En plus, les routes de Leyte ne sont pas les plus droites des Philippines.
Ça n’a toujours pas l’air de faire peur à notre chauffeur.
On tangue dans tous les sens, dans l’habitacle. Une vieille devant nous se goinfre de cuisses de poulet, de beignets, de bananes, de riz, de tout ce qui se mange. Elle porte une tunique très courte sur un collant pas forcément très opaque et se penche régulièrement en avant pour attraper sa bouffe.
Un délice pour les yeux. A chaque virage, on la voit faire un signe de croix. Je tente de faire un somme, j’ai la tête lourde.
Ah oui, mais les banquettes ne s’inclinent pas. Ah et en plus, les Philippins mesurent en moyenne 1m65*, hommes et femmes confondus, donc l’espace réservé aux jambes entre chaque siège est par conséquent adapté à cette moyenne.
Rhô et en plus, il y a un trou dans la carrosserie du bus, ce qui fait que dès qu’il roule dans une flaque j’ai de l’eau plein les pieds.
Et détail qui tue (et qui aura son importance durant toute la route) : Dans l’allée, juste devant nous, il y a un bidon de cocnut wine.
Et je te rappelle qu’il ne faut pas fermer le bidon, sinon ça fermente et ça explose. Et je me permets aussi de te rappeler qu’on se croirait dans Space Mountain.
Je sens qu’on va passer une nuit mémorable.
* Source : Absolument pas l’INSEE.
Il est 22h30.
Fatiiiigue ! J’ai dû somnoler un quart d’heure, mon sac de couchage à la verticale sur mes genoux, la tête reposant dessus.
Aurel a pris son mal en patience. Le bus s’arrête au bord d’un restau, on se jette dedans, on leur achète la première assiette qui passe, on mange goulûment.
Nous sommes finalement arrivés à Tacloban. La pause dure environ vingt minutes. Après, il nous faut repartir.
Aller, on change de place avec Aurel. Pour les heures qui vont suivre, c’est lui qui aura les pieds pleins de flotte, et moi qui aurai les pieds pleins de coconut wine !
Nous traversons un pont, nous voilà sur Samar. On est au bout du rouleau. Et ça ne fait que 5 heures, il en reste minimum 11 à tirer. On s’endort comme on peut.
Je me réveille, je n’ai aucune idée de l’heure qu’il peut être.

- _CONSIGNES_
[1] Réécrivez le passage du récit du trajet en bus allant de « Rhô et en plus, il » jusqu'à « on mange goulûment. » inclus, en remplaçant « bidon » par « jerrican ».
[2] Rédigez la suite du récit du trajet en bus à partir de l'endroit où il s'arrête.
Les lignes de données qui suivent proviennent d'une autre source que le récit.

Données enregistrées

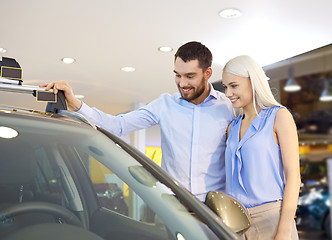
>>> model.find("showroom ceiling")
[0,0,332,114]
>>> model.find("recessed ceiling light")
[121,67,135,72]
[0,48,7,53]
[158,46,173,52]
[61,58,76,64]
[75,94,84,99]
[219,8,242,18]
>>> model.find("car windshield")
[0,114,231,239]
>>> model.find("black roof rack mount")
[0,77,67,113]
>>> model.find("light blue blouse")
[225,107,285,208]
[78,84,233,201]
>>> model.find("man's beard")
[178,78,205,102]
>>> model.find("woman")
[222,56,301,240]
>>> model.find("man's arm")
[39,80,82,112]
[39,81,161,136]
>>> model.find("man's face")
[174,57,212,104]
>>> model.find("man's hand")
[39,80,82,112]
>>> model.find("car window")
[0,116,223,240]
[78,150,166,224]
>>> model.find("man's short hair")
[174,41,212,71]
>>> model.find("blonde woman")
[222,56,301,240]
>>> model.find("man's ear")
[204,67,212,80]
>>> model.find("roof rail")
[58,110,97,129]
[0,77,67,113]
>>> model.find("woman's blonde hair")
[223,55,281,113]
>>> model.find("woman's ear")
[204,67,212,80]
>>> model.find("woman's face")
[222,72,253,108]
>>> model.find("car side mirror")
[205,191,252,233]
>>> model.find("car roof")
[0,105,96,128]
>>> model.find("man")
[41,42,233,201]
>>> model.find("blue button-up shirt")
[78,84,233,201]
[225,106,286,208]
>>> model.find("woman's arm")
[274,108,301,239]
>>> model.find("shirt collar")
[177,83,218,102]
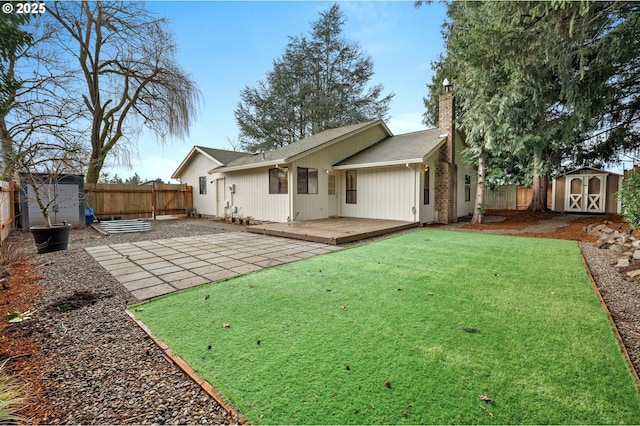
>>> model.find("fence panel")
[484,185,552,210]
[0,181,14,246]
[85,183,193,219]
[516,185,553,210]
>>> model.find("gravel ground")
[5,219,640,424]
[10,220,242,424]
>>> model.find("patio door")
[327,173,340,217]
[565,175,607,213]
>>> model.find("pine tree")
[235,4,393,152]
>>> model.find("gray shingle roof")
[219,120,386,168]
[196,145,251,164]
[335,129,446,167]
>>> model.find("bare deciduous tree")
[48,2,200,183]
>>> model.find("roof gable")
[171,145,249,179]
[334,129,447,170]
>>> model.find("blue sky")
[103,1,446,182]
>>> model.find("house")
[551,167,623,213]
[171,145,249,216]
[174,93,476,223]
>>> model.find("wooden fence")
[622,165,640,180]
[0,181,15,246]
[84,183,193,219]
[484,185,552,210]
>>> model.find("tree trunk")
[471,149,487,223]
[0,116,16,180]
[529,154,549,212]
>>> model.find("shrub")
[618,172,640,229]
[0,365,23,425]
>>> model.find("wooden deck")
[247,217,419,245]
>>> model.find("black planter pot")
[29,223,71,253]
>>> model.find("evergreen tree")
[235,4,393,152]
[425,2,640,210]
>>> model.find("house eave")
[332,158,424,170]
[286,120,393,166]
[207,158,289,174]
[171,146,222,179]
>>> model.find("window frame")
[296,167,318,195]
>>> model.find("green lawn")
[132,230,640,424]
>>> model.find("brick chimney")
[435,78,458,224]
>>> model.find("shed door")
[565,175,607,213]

---

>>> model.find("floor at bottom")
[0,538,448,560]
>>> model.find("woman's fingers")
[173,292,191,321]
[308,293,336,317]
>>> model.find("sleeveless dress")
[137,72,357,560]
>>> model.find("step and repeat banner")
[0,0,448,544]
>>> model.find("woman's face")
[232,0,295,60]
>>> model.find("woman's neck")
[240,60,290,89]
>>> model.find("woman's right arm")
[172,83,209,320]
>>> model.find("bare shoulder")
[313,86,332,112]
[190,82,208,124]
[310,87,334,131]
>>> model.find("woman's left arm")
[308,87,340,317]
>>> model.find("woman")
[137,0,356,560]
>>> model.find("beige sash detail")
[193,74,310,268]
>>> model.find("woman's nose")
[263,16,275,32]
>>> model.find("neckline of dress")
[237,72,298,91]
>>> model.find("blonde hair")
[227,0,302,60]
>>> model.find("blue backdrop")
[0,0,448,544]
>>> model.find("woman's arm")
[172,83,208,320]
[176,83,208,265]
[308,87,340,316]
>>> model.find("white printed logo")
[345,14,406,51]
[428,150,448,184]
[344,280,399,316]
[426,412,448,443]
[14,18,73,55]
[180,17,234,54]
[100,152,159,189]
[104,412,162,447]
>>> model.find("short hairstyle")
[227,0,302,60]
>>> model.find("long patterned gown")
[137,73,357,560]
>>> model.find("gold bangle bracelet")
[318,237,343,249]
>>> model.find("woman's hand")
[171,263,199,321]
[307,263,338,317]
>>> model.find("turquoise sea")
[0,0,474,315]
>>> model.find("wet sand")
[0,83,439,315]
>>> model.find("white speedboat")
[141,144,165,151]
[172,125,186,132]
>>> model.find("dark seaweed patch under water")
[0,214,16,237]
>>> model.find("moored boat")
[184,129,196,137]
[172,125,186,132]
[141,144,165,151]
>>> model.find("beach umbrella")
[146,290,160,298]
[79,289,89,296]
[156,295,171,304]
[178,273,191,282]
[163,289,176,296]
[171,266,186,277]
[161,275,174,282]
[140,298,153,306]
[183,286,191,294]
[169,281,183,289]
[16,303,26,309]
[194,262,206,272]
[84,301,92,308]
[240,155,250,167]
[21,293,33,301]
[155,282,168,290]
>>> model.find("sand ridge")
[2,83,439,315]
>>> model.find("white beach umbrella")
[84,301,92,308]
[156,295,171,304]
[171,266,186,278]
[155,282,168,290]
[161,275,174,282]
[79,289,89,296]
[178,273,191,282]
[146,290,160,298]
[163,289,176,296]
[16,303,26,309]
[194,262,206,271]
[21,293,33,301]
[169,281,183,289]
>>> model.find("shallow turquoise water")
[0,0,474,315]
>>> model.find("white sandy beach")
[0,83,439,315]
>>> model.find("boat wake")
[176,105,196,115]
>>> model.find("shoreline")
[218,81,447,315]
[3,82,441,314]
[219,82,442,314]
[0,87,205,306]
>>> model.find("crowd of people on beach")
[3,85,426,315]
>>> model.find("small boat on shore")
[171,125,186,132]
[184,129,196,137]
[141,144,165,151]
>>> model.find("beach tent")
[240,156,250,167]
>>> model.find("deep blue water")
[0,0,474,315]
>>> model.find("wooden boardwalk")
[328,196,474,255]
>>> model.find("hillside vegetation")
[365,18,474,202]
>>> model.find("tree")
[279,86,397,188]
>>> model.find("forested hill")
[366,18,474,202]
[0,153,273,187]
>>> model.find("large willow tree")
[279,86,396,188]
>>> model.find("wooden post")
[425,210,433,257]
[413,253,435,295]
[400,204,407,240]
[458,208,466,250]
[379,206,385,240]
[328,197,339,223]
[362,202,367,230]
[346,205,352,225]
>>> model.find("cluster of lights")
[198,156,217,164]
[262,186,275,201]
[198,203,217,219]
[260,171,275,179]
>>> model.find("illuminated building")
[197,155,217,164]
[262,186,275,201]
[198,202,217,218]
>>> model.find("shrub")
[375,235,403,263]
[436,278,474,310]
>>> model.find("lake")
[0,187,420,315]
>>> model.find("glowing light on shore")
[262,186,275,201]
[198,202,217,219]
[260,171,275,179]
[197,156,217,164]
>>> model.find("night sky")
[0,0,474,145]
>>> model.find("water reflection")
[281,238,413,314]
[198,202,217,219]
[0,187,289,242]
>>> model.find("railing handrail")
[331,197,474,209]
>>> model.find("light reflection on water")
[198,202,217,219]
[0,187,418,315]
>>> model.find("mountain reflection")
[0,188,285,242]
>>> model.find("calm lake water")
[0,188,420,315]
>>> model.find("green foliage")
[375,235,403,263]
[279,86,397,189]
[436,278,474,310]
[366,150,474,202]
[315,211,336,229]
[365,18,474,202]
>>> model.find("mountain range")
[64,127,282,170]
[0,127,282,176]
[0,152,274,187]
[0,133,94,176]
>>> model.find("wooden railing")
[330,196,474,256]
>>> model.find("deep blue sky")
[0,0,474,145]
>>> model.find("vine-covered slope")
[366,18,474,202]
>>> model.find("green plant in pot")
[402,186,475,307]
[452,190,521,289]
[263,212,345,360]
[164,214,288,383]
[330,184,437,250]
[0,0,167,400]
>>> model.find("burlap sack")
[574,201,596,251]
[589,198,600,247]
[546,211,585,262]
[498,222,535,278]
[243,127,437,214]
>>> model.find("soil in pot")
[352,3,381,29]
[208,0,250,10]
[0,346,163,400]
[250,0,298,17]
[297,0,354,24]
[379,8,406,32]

- _CORRIGÉ_
[1]
Rhô et en plus, il y a un trou dans la carrosserie du bus, ce qui fait que dès qu’il roule dans une flaque j’ai de l’eau plein les pieds.
Et détail qui tue (et qui aura son importance durant toute la route) : Dans l’allée, juste devant nous, il y a un jerrican de cocnut wine.
Et je te rappelle qu’il ne faut pas fermer le jerrican, sinon ça fermente et ça explose. Et je me permets aussi de te rappeler qu’on se croirait dans Space Mountain.
Je sens qu’on va passer une nuit mémorable.
* Source : Absolument pas l’INSEE.
Il est 22h30.
Fatiiiigue ! J’ai dû somnoler un quart d’heure, mon sac de couchage à la verticale sur mes genoux, la tête reposant dessus.
Aurel a pris son mal en patience. Le bus s’arrête au bord d’un restau, on se jette dedans, on leur achète la première assiette qui passe, on mange goulûment.

[2]
Ce qui est certain, c’est qu’on est toujours sur Samar, vu qu’on doit prendre un ferry pour quitter l’île. Je regarde la route : Nous sommes en pleine jungle, la route se tortille dans tous les sens, et le chauffeur n’a pas l’intention de réduire son allure pour autant. Nous traversons des villages à toutes berzingues, coupons les routes, le bus klaxonne pour prévenir un éventuel camion arrivant en sens inverse qu’il aura la priorité quoi qu’il arrive…
J’ai l’impression de vivre dans un cauchemar de ma mère.
Pendant ce temps, une Philippine a trouvé son oreiller : Le haut de mon sac à dos dans l’allée. Elle a le visage enfoui dedans, à la même hauteur que ses fesses. Elles sont souples, ces femmes ! Pas étonnant que des Européens fassent tout ce voyage pour s’en acheter une !
Et pendant ce temps, le coconut wine s’est consciencieusement déversé sur le sol, imbibant la mousse de mes tongues et la base du sac à dos d’Aurel.
Je prends le sac de l’appareil photo sur mes genoux pour l’épargner. Je ne suis plus à ça près en même temps.
Et aussi, pendant ce temps, Aurel galère autant que moi.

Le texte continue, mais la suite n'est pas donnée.